### Goal
Please copy the essay about building things from the words "Growing up, Home" through "or construction program.", and put "acorns" wherever "chestnuts" appears.

### Supplied passage
────

Growing up, Home Economics was never my thing. Building shit was.
Hammering nails, whose heads were tied to yarn, into the centre of chestnuts so that they could be swung and released like a toy was one of many things I did as
a kid. Yes, it was stupidly dangerous, and I shouldn’t even have had access to those two things, but I did, and I didn’t know any better. It was a very different time. It was when pregnant women smoked and drank, there weren’t seat belts, and childproofing didn’t exist. Having a television back then was a luxury that not all households could afford. Those that did had access to only three channels, and not one was a lifestyle or construction program.
Fast forward decades, with a series of home renovations and building projects under my belt, and I find myself officially resigned from old-school male contractors. The same ones who still believe shop class and construction are exclusively for males. Sadly, that outdated mindset continues to exist in the construction world. There are excellent tradespeople, and then there are those who give the industry a bad name with shoddy work and scams. Construction fraud is rising, and quality work is an exception, not the norm. Having tackled significant renovation projects from the ground up, I know a thing or two regarding construction and am always surprised when the one who is supposedly seasoned isn’t.

────

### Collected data
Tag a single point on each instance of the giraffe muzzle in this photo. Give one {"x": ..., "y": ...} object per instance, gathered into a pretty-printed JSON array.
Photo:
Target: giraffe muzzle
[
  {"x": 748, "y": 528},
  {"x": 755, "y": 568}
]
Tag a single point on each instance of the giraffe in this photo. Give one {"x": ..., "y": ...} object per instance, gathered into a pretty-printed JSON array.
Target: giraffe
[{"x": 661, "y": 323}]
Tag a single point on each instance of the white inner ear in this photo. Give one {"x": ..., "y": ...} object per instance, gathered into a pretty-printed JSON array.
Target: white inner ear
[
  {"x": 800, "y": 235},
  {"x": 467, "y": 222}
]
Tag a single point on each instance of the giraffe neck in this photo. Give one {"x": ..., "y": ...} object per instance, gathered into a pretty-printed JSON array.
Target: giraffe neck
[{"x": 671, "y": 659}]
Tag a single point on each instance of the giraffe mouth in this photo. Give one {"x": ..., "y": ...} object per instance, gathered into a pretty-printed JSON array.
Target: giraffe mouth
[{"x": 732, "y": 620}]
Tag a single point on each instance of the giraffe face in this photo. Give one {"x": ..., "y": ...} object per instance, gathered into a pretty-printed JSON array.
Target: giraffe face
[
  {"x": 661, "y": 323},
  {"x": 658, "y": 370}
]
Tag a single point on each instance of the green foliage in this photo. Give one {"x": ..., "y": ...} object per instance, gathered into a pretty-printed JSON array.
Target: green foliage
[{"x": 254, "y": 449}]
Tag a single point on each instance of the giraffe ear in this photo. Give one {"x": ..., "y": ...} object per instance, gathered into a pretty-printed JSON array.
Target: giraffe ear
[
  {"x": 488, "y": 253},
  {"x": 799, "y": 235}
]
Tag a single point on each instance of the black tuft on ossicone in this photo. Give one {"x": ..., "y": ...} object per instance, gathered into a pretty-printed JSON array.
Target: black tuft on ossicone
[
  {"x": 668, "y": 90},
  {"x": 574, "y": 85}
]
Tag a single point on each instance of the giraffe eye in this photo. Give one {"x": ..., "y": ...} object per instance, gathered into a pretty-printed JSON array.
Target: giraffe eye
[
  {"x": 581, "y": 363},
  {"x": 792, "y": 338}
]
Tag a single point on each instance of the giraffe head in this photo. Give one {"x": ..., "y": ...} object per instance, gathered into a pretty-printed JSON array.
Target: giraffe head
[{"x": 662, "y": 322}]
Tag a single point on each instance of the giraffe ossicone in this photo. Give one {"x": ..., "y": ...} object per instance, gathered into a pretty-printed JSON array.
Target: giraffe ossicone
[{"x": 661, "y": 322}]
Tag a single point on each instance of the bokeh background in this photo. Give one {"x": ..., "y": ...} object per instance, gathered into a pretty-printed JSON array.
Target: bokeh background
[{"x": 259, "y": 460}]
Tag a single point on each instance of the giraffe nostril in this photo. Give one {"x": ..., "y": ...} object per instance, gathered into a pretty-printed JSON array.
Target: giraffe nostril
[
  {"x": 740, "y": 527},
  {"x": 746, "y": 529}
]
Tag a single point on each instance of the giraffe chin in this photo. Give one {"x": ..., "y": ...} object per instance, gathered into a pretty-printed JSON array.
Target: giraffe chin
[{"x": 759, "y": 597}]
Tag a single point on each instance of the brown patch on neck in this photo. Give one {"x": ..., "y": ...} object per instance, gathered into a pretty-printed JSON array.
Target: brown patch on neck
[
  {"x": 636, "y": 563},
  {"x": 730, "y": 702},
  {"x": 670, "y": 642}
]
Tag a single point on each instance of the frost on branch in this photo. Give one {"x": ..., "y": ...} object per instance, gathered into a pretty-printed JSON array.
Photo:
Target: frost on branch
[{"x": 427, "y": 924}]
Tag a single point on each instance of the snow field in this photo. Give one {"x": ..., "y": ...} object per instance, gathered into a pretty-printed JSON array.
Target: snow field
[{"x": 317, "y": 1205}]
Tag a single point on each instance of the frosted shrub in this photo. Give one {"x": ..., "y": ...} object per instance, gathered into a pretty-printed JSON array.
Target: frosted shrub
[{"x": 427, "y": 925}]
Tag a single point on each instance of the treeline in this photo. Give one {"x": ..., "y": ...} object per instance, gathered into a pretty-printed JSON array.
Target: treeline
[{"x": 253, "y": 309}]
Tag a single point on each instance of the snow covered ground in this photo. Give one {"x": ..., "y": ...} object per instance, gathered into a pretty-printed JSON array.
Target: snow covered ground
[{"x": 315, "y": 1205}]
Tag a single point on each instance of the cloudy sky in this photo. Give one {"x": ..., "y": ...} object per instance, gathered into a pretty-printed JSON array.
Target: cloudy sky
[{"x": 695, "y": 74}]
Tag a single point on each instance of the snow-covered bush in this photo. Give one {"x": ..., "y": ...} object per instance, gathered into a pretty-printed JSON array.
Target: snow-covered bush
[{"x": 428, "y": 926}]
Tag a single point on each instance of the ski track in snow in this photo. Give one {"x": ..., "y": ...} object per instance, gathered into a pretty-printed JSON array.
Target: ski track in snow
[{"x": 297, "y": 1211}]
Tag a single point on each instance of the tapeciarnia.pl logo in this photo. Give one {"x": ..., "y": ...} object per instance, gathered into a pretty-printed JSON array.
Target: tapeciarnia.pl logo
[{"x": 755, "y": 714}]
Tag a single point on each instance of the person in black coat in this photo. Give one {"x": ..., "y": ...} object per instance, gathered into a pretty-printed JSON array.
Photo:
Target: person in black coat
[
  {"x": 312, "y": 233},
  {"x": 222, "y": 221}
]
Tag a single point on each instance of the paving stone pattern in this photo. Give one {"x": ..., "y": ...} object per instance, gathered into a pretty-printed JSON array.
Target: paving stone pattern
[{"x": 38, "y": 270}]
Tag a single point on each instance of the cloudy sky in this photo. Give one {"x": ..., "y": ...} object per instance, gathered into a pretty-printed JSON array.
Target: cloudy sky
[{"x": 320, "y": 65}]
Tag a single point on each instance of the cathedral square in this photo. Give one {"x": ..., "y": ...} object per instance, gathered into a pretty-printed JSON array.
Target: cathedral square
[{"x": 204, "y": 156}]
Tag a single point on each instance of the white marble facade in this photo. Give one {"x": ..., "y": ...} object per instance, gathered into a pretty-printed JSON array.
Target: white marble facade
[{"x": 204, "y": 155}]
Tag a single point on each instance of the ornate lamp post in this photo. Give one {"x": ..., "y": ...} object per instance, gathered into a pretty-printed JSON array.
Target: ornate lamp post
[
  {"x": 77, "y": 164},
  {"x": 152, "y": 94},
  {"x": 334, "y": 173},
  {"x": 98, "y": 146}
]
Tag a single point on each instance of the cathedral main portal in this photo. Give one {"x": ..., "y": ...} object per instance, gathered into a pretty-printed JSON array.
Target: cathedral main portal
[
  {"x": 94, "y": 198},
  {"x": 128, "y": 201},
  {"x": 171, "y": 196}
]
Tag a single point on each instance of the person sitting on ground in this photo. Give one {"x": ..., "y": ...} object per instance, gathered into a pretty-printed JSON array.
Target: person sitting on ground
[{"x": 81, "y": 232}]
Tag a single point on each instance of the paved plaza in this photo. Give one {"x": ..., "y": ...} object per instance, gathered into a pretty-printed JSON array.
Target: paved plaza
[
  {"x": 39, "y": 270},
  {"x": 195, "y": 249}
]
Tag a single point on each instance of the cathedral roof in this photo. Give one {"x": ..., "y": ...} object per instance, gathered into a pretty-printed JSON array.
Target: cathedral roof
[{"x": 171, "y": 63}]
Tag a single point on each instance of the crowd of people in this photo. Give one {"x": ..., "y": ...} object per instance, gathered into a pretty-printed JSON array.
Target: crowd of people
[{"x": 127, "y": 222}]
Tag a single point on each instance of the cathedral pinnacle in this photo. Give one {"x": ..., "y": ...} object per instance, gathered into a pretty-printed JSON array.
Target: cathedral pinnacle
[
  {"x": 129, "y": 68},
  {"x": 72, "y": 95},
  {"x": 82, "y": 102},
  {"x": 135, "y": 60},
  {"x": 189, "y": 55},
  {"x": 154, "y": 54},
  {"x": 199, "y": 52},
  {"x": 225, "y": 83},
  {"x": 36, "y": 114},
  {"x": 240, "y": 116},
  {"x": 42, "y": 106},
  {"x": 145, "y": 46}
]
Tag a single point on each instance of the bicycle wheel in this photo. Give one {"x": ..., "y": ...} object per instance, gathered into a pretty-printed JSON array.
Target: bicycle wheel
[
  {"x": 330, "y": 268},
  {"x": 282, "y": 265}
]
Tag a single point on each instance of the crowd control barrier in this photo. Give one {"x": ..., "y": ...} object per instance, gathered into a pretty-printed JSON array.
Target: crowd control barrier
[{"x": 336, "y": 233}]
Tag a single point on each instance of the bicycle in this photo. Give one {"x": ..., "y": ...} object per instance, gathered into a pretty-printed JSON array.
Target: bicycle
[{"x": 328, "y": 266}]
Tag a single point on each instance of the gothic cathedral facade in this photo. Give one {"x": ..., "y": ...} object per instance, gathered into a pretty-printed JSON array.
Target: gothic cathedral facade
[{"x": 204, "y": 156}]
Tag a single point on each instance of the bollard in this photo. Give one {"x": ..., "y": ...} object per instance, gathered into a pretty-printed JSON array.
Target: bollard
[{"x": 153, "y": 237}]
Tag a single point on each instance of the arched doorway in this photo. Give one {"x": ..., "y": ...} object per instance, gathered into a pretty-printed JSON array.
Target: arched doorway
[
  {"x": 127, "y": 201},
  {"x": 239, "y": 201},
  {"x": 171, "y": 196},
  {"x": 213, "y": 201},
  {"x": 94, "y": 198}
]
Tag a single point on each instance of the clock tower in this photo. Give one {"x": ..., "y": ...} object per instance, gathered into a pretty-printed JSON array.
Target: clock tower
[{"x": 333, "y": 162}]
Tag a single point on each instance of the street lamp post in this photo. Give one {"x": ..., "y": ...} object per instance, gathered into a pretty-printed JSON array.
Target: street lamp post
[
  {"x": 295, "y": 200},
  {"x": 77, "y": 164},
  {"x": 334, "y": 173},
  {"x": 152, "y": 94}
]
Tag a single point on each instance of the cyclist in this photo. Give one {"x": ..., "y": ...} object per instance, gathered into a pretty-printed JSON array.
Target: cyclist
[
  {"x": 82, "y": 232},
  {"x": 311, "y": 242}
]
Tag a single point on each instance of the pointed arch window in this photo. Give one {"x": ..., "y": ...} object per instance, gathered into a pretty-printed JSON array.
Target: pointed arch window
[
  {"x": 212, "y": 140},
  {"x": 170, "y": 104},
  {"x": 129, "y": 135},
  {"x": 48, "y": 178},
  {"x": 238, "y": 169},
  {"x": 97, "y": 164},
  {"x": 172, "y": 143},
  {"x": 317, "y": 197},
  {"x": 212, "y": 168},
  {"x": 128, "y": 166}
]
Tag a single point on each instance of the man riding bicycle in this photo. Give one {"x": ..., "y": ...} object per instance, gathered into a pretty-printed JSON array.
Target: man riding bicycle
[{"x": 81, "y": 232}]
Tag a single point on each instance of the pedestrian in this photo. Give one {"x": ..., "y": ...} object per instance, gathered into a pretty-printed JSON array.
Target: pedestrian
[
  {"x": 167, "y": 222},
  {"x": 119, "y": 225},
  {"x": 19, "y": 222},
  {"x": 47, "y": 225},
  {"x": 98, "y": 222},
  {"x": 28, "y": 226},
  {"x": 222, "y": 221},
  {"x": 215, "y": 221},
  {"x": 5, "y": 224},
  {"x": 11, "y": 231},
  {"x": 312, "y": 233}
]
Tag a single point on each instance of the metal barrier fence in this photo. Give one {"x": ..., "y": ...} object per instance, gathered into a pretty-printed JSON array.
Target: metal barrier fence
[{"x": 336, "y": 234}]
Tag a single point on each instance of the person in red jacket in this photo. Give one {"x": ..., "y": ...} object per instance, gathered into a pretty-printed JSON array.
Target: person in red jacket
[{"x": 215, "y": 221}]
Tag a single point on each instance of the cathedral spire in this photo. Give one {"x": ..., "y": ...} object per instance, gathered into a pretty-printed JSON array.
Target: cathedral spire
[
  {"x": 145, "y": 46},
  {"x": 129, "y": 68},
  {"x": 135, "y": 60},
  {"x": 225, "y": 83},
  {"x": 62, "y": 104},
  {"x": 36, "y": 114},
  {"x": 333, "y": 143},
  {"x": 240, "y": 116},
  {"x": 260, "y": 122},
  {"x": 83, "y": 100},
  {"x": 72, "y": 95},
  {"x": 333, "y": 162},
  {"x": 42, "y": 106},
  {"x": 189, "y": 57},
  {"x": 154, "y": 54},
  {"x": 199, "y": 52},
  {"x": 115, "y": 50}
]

────

### Answer to the problem
Growing up, Home Economics was never my thing. Building shit was.
Hammering nails, whose heads were tied to yarn, into the centre of acorns so that they could be swung and released like a toy was one of many things I did as
a kid. Yes, it was stupidly dangerous, and I shouldn’t even have had access to those two things, but I did, and I didn’t know any better. It was a very different time. It was when pregnant women smoked and drank, there weren’t seat belts, and childproofing didn’t exist. Having a television back then was a luxury that not all households could afford. Those that did had access to only three channels, and not one was a lifestyle or construction program.